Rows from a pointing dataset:
>>>>>

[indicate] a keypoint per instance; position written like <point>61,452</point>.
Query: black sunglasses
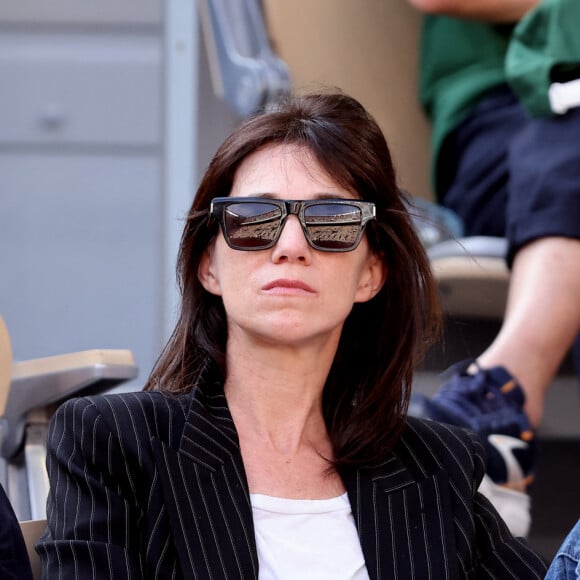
<point>255,223</point>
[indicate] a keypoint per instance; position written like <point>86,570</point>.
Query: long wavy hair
<point>367,391</point>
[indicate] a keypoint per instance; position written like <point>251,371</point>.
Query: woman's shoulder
<point>155,412</point>
<point>434,445</point>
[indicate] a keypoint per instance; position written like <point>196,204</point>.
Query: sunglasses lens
<point>333,226</point>
<point>251,225</point>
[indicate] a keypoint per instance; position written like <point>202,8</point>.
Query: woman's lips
<point>286,286</point>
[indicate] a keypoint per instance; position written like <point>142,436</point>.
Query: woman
<point>272,438</point>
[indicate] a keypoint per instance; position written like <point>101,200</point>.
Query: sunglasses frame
<point>291,207</point>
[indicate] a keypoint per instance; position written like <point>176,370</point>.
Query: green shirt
<point>460,62</point>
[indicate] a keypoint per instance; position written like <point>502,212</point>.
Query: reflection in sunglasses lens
<point>328,226</point>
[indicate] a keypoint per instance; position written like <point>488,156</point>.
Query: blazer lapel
<point>404,522</point>
<point>206,494</point>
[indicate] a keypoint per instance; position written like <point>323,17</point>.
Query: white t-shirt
<point>307,539</point>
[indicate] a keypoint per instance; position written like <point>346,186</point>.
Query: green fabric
<point>462,60</point>
<point>545,45</point>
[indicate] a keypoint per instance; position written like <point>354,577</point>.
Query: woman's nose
<point>292,243</point>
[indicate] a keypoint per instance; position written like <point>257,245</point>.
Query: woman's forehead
<point>283,168</point>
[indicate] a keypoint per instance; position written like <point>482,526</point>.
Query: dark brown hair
<point>367,391</point>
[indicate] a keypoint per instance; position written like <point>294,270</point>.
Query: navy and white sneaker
<point>489,402</point>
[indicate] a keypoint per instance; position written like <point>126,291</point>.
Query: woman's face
<point>291,293</point>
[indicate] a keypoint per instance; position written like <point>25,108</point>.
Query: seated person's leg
<point>537,174</point>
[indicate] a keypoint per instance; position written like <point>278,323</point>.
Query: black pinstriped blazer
<point>150,485</point>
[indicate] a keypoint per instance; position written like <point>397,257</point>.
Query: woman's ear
<point>206,272</point>
<point>372,278</point>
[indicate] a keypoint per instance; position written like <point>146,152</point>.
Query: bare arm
<point>486,10</point>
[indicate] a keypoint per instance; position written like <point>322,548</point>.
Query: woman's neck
<point>275,398</point>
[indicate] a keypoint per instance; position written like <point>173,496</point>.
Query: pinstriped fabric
<point>149,485</point>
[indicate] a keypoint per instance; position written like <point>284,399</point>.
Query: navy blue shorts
<point>510,175</point>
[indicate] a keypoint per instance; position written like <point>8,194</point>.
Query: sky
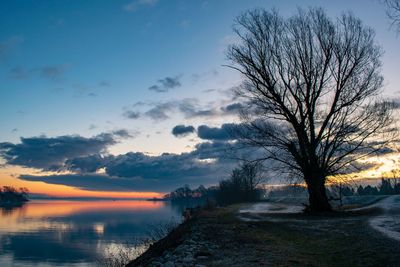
<point>140,87</point>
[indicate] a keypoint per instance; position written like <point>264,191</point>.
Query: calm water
<point>75,233</point>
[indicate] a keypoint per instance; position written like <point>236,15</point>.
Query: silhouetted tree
<point>310,84</point>
<point>393,12</point>
<point>10,195</point>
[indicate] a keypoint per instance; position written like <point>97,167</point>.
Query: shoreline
<point>218,237</point>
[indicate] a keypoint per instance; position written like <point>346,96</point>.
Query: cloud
<point>135,171</point>
<point>191,108</point>
<point>225,132</point>
<point>160,111</point>
<point>18,73</point>
<point>130,114</point>
<point>134,5</point>
<point>233,108</point>
<point>182,130</point>
<point>166,84</point>
<point>50,153</point>
<point>51,72</point>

<<<<<

YOUR OBJECTIVE: Copy all of the data above word for word, keeping every line as it is. Leave the pictures out of your copy.

EXERCISE ANSWER:
[indicate] a keypoint per instance; position written like <point>61,452</point>.
Query: black sunglasses
<point>255,223</point>
[indicate] a keypoint per instance; position written like <point>86,570</point>.
Query: long wavy hair
<point>367,391</point>
[indicate] a keypoint per instance; position written like <point>251,371</point>.
Query: woman's shoulder
<point>155,412</point>
<point>434,445</point>
[indicate] a keypoint per instance; position written like <point>196,204</point>.
Query: sunglasses lens
<point>333,226</point>
<point>251,225</point>
[indicate] a keypoint per instance; position written like <point>202,8</point>.
Query: woman's lips
<point>286,286</point>
[indicate] a keypoint per instance; position written like <point>142,436</point>.
Query: woman
<point>272,438</point>
[indicate] a keypoint per instance; position written like <point>101,200</point>.
Query: sunglasses frame
<point>291,207</point>
[indicate] a keypoint per instance; position written like <point>176,370</point>.
Query: green shirt
<point>460,62</point>
[indicate] a keypoint per instance; position written like <point>502,212</point>.
Query: reflection in sunglasses lens
<point>328,226</point>
[indicate] a keypoint per instance; position written like <point>488,156</point>.
Query: blazer lapel
<point>404,522</point>
<point>206,494</point>
[indicate] a keypoint per instance; position written like <point>323,17</point>.
Query: white t-shirt
<point>307,539</point>
[indicate] a keypoint per instance; position written like <point>346,186</point>.
Query: green fabric
<point>462,60</point>
<point>545,45</point>
[indicate] a keypoint per instance; position written like <point>354,577</point>.
Query: woman's nose
<point>292,243</point>
[indicate] a keypoint per instance; position written like <point>257,245</point>.
Query: woman's forehead
<point>283,168</point>
[indicate] a keypoint per instance; position written like <point>482,526</point>.
Query: dark brown hair
<point>367,391</point>
[indicate] a keypoint per instance; position written like <point>294,270</point>.
Query: navy and white sneaker
<point>489,402</point>
[indicate] a keypoint per instance; position written like <point>126,291</point>.
Query: woman's face
<point>291,293</point>
[indicate] a keypoint per instance; position written like <point>25,108</point>.
Query: seated person's leg
<point>537,174</point>
[indicate] a keypoint per instance; position written like <point>278,323</point>.
Query: black pinstriped blazer
<point>150,485</point>
[indicate] a keypoint per instance; position written like <point>397,257</point>.
Query: woman's ear
<point>206,272</point>
<point>372,278</point>
[indicate] a keypoint per instance; position written like <point>146,152</point>.
Query: bare arm
<point>486,10</point>
[indicate] a keypoint per instance; position written like <point>322,548</point>.
Query: woman's neck
<point>275,398</point>
[indicate] a keypoint per instance; position written like <point>173,496</point>.
Query: pinstriped fabric
<point>149,485</point>
[indicate] a keypoint per instance; position written like <point>284,399</point>.
Query: navy blue shorts
<point>510,175</point>
[indicate] a keypoint per instance; position written like <point>8,194</point>.
Query: sky
<point>140,87</point>
[indicate] a keypoint per instance; position written like <point>264,191</point>.
Query: calm water
<point>75,233</point>
[indicate] a keypoint per instance; position written like <point>236,15</point>.
Query: silhouetted tree
<point>310,84</point>
<point>393,12</point>
<point>10,195</point>
[indicate] a keypoint per instance; position written like <point>97,167</point>.
Query: shoreline
<point>218,237</point>
[indicate] a keypoint per instance; position written like <point>346,96</point>.
Query: cloud
<point>135,171</point>
<point>191,108</point>
<point>225,132</point>
<point>160,111</point>
<point>18,73</point>
<point>130,114</point>
<point>134,5</point>
<point>233,108</point>
<point>182,130</point>
<point>166,84</point>
<point>50,153</point>
<point>51,72</point>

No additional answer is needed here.